* Text section:
Thursday, March 10, 2011

SURVIVOR: Russell's Last Chance


It's the end of an era. Russell Hantz is a Survivor no more. Many of you are rejoicing. We are sad. Russell was GREAT TV. Yes, he's a sexist ass, but you know what? He was fun to watch. We have been told that we could be duped by Russell into being one of his minion underlings and...we agree. If we were on Survivor we would have joined his "Dumb Bitch Alliance" in less than two seconds flat.

That being said, Russell and Matt "The Christian" battled it out on Redemption Island in a domino challenge and Russell lost.

Then...wait for it...wait for it...waaaaiiittt...For. It. HE CRIED. Bawled. Couldn't hold it back. Tears of frustration and anger and just plain old emotion. You see, Russell LOVES Survivor. He wasn't in it for the money. Or the Glory. He just wanted to play. And he lost. And he cried.

Then he "got his Russell on" and got mean. Ralph "The Sasquatch" said he had found the Immunity Idol and Russell was done anyway and that set 'ole Russ off.

You see, when a player gets voted off and sent to Redemption Island for a duel to remain in the game, the tribes get to send 2 witnesses. Russell's tribe send Ralph and some girl and Boston Rob's tribe sent "Secret Agent" Phillip and Kristina.

Ralph, like an idiot, flushed himself out as an Idol holder and tried to take it back sort of. Phillip, of course, being a Federal Agent had to let everyone know that it was too late. All those years of training lets him know when someone is lying.

Well, that's when Russell went off and spilled every bean the other tribe had. How his tribe threw the challenge just to vote him off, who's in charge of the tribe, who the alliances were, EVERYTHING. He said he would live on in the game through "them" - Phillip and Kristina.

To Jeff Probst's credit he just let Russell roll. Russell's Ravings = Ratings gold! "And, you know, people like my tribe that throws a challenge just to get rid of me because I’m Russell — not even worried about Boston Rob and his team and numbers. So it's hard to be a professional quarterback and have pee-wee leaguers on your team, because I gotta run the ball, I gotta catch the ball, I gotta throw the ball. I gotta do everything, " Russell said.

Good-Bye, Russell! It was fun while it lasted.

Meanwhile, Rob snuck off and FOUND THE IMMUNITY IDOL. WAY TO GO, ROB! Russell's gone but at least we still have 'ole Boston Rob around. More Ratings Gold.

Back at camp, Phillip tried selling the intel to Rob, which pissed Rob off. "Don't you work for me", he said. "You're in my alliance!" Which meant, just tell me, dude. WTF?

The Immunity/Reward Challenge: A Toolbox Sears product placement challenge. Tribes had to use a crowbar, shovel, axe, saw and a hammer to...do stuff. The reward? Barbecue! Food is always a motivator on this show.

We finally noticed a player named Grant. Nice bod! Just lose the dreads, ok? Phillip is old and slow. But he does try. He's starting to grow on us. He does mean well, he just doesn't have people skills.

Rob's tribe loses AGAIN! They haven't won one challenge so far this season! And the one they did "win" was because the other tribe threw it to vote out Russell! OMG!

So once again, Phillip called a tribe meeting that no one wanted to hear or contribute to. We kind of feel sorry for him. Just kind of...in that underdog sort of way.

* Requirements:
a) Based on the Survivor recap, decide whether each statement is true: (i) Russell lost a domino challenge on Redemption Island; (ii) Rob's tribe has won two challenges this season; (iii) barbecue was the reward in the Immunity/Reward Challenge. Answer yes or no for each, and quote the words from the recap that decide it.
b) Reproduce the Survivor recap word for word from "Well, that's when" up to and including "while it lasted.".
c) List every tool that the Survivor recap says the tribes had to use in the Immunity/Reward Challenge.
The records have no connection to the Survivor recap.

* Stored records:
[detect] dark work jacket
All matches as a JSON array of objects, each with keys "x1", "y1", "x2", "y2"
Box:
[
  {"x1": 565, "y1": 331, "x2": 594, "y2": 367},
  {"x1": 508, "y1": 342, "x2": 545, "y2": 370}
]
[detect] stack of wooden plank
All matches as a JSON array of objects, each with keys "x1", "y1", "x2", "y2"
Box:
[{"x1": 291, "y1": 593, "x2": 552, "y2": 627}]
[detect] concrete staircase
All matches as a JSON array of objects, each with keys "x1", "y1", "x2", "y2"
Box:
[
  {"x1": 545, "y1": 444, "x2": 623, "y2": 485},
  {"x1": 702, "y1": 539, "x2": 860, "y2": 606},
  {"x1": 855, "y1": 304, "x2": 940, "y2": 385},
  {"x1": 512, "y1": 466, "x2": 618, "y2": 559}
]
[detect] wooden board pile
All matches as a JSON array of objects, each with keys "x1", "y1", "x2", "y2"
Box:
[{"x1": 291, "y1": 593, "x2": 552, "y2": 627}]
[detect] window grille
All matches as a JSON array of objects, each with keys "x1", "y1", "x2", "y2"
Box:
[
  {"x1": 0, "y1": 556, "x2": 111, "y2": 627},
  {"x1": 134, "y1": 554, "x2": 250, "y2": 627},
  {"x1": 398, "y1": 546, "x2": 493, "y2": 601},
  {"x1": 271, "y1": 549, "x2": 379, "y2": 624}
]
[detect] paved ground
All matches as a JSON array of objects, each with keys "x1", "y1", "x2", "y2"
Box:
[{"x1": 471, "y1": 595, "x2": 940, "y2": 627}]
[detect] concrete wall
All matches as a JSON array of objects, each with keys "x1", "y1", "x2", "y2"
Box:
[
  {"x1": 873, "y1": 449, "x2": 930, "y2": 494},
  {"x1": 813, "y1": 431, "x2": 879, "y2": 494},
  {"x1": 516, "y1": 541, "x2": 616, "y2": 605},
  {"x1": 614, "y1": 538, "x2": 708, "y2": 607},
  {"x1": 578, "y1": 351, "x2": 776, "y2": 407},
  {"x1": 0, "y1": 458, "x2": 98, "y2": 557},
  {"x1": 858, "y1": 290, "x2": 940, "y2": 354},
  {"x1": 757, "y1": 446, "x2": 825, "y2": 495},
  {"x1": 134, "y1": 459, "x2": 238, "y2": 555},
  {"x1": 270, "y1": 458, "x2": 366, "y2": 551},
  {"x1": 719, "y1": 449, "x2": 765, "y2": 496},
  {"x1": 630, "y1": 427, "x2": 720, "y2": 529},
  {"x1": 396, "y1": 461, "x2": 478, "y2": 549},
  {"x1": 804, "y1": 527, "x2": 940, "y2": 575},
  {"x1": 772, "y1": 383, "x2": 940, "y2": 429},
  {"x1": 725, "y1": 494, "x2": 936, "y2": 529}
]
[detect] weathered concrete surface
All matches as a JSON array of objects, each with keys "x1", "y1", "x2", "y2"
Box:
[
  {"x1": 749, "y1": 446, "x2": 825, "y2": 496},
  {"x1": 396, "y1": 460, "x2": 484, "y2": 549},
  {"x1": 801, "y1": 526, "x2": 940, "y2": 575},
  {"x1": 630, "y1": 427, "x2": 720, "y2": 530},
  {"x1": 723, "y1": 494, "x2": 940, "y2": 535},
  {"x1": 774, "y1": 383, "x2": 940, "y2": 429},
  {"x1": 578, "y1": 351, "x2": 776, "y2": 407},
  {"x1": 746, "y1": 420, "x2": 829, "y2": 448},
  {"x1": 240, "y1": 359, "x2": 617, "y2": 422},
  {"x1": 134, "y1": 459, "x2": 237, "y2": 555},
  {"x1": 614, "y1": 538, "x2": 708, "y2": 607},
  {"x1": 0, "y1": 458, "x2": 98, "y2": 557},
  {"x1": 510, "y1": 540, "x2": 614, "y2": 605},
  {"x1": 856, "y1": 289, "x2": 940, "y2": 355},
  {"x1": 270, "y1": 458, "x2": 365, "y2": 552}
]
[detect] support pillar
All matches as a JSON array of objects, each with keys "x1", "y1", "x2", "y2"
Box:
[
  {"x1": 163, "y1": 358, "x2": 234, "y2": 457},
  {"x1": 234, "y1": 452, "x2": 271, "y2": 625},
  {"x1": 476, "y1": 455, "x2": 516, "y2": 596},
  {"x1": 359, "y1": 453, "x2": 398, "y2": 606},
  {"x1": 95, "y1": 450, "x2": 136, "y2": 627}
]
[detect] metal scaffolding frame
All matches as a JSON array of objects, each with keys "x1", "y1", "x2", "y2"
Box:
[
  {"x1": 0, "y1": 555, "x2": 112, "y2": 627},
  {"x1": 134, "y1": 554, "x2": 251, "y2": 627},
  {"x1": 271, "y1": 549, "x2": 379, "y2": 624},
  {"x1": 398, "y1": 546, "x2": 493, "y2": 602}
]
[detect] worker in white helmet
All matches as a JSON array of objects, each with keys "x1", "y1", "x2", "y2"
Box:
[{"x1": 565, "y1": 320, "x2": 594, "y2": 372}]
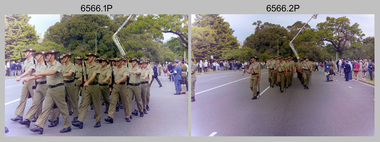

* Set of answers:
a)
(i) Yes: "in a domino challenge and Russell lost"
(ii) No: "They haven't won one challenge so far this season!"
(iii) Yes: "The reward? Barbecue!"

b)
Well, that's when Russell went off and spilled every bean the other tribe had. How his tribe threw the challenge just to vote him off, who's in charge of the tribe, who the alliances were, EVERYTHING. He said he would live on in the game through "them" - Phillip and Kristina.

To Jeff Probst's credit he just let Russell roll. Russell's Ravings = Ratings gold! "And, you know, people like my tribe that throws a challenge just to get rid of me because I’m Russell — not even worried about Boston Rob and his team and numbers. So it's hard to be a professional quarterback and have pee-wee leaguers on your team, because I gotta run the ball, I gotta catch the ball, I gotta throw the ball. I gotta do everything, " Russell said.

Good-Bye, Russell! It was fun while it lasted.

c) crowbar, shovel, axe, saw, hammer